INSTRUCTIONS TO FOLLOW:
Please rewrite the items from the line containing "of the rocky" through the end of the items, changing "hiking boot" to "climbing shoe" and leaving all else unchanged. Give back only that part.

==============================

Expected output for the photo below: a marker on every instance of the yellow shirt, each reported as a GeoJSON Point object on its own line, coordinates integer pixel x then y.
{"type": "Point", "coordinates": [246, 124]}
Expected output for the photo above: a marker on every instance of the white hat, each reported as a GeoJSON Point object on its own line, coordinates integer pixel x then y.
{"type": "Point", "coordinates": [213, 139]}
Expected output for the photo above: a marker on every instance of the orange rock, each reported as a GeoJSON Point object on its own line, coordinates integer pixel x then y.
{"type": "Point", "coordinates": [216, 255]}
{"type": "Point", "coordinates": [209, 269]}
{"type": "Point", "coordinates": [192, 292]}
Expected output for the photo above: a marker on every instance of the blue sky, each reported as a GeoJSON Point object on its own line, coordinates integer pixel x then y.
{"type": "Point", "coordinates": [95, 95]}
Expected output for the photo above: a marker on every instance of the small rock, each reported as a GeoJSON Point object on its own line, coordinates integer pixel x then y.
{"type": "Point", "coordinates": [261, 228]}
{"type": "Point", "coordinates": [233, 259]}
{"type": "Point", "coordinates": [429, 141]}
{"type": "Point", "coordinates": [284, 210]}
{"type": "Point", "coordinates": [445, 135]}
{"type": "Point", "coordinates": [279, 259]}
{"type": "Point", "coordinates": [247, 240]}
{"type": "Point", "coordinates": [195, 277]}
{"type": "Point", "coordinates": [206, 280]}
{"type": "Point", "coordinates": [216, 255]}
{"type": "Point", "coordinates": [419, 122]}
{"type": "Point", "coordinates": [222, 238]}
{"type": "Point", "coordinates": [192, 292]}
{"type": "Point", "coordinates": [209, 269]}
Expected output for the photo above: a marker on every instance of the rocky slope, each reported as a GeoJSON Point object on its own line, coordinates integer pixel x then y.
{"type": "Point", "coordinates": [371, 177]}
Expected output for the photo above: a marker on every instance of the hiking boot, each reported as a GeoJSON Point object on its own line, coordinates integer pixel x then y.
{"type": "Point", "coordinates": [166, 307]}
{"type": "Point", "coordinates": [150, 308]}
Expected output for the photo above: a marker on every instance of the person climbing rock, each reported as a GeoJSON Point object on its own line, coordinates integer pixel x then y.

==============================

ANSWER TO THIS EXERCISE:
Expected output for the photo above: a marker on every instance of the rocky slope, each reported as a GeoJSON Point object on its own line, coordinates integer pixel x then y.
{"type": "Point", "coordinates": [371, 177]}
Expected output for the photo above: a marker on every instance of the climbing shoe, each reported as a GeoJSON Point object on its own line, coordinates integer pixel x then y.
{"type": "Point", "coordinates": [166, 307]}
{"type": "Point", "coordinates": [150, 308]}
Expected output for the photo above: a marker on every instance of the person climbing rock, each reported as a GeoJSON Point object on its own line, coordinates integer pixel x then y.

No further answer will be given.